### Set problem
Copy out each line exactly as it appears.

### Record list
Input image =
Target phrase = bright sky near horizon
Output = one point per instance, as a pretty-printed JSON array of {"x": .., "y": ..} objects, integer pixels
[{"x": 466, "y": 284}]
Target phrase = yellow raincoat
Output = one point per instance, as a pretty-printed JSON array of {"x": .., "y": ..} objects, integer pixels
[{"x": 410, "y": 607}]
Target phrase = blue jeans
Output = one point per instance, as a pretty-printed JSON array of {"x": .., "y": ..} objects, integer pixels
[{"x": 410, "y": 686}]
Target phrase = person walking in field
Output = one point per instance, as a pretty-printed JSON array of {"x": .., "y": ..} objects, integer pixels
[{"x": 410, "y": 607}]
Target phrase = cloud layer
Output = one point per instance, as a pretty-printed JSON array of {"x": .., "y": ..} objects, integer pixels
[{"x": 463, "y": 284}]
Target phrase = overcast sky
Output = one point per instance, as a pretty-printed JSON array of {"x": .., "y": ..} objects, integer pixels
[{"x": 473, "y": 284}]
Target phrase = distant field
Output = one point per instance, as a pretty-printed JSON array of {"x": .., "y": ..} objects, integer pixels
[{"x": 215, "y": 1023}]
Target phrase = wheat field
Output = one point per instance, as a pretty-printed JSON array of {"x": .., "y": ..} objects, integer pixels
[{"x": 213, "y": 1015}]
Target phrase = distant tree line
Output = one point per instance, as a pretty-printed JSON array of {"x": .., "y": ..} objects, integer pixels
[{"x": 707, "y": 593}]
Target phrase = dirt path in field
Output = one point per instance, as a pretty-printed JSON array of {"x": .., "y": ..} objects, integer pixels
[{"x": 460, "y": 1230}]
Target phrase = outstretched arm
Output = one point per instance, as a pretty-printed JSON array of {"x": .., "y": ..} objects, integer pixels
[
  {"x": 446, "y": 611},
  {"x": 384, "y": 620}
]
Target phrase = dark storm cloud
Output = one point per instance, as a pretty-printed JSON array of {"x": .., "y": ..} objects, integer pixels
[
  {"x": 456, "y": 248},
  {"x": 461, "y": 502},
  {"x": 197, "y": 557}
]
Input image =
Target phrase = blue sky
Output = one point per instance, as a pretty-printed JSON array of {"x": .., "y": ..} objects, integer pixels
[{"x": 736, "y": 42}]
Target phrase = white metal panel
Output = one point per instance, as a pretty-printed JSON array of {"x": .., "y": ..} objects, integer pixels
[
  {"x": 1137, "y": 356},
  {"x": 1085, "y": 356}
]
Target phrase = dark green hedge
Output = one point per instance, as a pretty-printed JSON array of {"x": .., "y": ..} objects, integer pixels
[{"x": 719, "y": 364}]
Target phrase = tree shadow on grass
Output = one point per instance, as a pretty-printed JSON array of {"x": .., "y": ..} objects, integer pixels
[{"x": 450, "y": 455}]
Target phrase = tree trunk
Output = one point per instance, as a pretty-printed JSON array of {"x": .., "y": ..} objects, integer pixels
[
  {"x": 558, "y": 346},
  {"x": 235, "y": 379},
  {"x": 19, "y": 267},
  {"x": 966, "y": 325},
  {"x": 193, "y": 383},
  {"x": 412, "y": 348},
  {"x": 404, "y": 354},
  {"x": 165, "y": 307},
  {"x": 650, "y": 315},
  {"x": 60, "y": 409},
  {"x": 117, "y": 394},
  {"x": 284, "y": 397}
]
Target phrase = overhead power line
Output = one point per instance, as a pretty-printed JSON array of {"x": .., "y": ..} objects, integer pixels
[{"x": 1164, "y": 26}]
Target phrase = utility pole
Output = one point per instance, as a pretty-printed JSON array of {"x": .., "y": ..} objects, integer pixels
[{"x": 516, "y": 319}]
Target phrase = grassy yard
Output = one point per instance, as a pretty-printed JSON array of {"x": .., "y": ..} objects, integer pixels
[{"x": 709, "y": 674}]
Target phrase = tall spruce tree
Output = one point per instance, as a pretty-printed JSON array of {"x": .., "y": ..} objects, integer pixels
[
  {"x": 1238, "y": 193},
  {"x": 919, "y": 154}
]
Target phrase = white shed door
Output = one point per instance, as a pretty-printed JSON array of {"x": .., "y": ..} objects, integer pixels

### Exercise result
Input image =
Target phrase = bright sky near horizon
Output = one point per instance, as a pretty-printed JSON array of {"x": .., "y": ..} objects, integer pixels
[{"x": 466, "y": 284}]
Target phrase = yellow raincoat
Output = one point per instance, as a pretty-printed JSON array of {"x": .., "y": ..} objects, integer pixels
[{"x": 410, "y": 607}]
Target phrase = blue jeans
Output = one point per instance, as a pretty-printed JSON array of {"x": .., "y": ..} objects, integer pixels
[{"x": 410, "y": 686}]
Target phrase = person walking in field
Output = one point per instance, as a pretty-printed JSON array of {"x": .., "y": ..} objects, integer pixels
[{"x": 410, "y": 607}]
Target phrase = cloud layer
Output = one point per instance, as a pretty-printed JSON array of {"x": .., "y": ..} objects, integer pixels
[{"x": 463, "y": 284}]
Target phrase = overcast sky
Output = one point per instance, as a pretty-printed JSON array of {"x": .., "y": ..} objects, integer pixels
[{"x": 473, "y": 284}]
Target phrase = distant field
Output = one point per instance, as a pretty-printed JSON array of {"x": .., "y": ..} objects, integer pixels
[{"x": 215, "y": 1023}]
Target phrase = wheat field
Output = one point per instance, as a pretty-printed JSON array of {"x": .., "y": ..} objects, integer pixels
[{"x": 213, "y": 1015}]
Target phrase = distant tree line
Output = one point per instance, as a pretty-printed JSON array of {"x": .., "y": ..} objects, integer pixels
[{"x": 707, "y": 593}]
Target phrase = dirt path in field
Output = one point per instance, as a pretty-printed JSON array of {"x": .., "y": ..} objects, integer pixels
[{"x": 460, "y": 1230}]
Target phrase = outstretched arm
Output = one point per instance, as a pretty-printed JSON array of {"x": .., "y": ..} objects, integer pixels
[
  {"x": 446, "y": 611},
  {"x": 384, "y": 620}
]
Target phrase = dark storm cloud
Output = one point per instance, as a pretty-printed JSON array of {"x": .., "y": ..} objects, integer pixels
[
  {"x": 456, "y": 248},
  {"x": 461, "y": 502},
  {"x": 197, "y": 557}
]
Input image =
Target phrase = blue sky
Output = one point per instance, as a pretty-printed JSON array of {"x": .., "y": ..} objects, integer pixels
[{"x": 736, "y": 42}]
Target phrase = white metal panel
Output = one point per instance, as a pretty-printed JSON array of {"x": .., "y": ..} objects, integer pixels
[
  {"x": 1137, "y": 356},
  {"x": 1085, "y": 356}
]
Target phrase = dark green hedge
Output = one point per instance, as a pretty-printed JSON array of {"x": .., "y": ..} objects, integer pixels
[{"x": 719, "y": 364}]
Target phrase = tree shadow on grass
Output = one point per instance, as a pretty-printed JSON array of {"x": .., "y": ..} objects, integer pixels
[{"x": 450, "y": 455}]
Target phrase = tree trunk
Output = one point per instance, as a pretty-printed JSON array of {"x": .., "y": ..} objects, integer pixels
[
  {"x": 558, "y": 346},
  {"x": 235, "y": 379},
  {"x": 19, "y": 267},
  {"x": 966, "y": 325},
  {"x": 193, "y": 383},
  {"x": 412, "y": 348},
  {"x": 404, "y": 354},
  {"x": 165, "y": 307},
  {"x": 650, "y": 315},
  {"x": 60, "y": 409},
  {"x": 117, "y": 394},
  {"x": 284, "y": 397}
]
Target phrase = overhead power line
Output = one point per instance, as a pretty-printed JSON array of {"x": .., "y": ..} objects, integer pixels
[{"x": 1164, "y": 26}]
Target phrase = utility pole
Output = one point per instance, as a pretty-printed JSON array of {"x": .., "y": ..} objects, integer pixels
[{"x": 516, "y": 319}]
Target phrase = grassy yard
Output = one point per instance, as a pretty-printed JSON array of {"x": .., "y": ..} objects, integer pixels
[{"x": 709, "y": 674}]
Target phrase = tall spruce tree
Output = one point per instance, as a pretty-printed JSON array of {"x": .., "y": ..} objects, integer pixels
[
  {"x": 1238, "y": 193},
  {"x": 919, "y": 154}
]
Target phrase = white shed door
Output = one point per instance, as a pretty-printed JSON array of {"x": .., "y": ..} objects, integer pixels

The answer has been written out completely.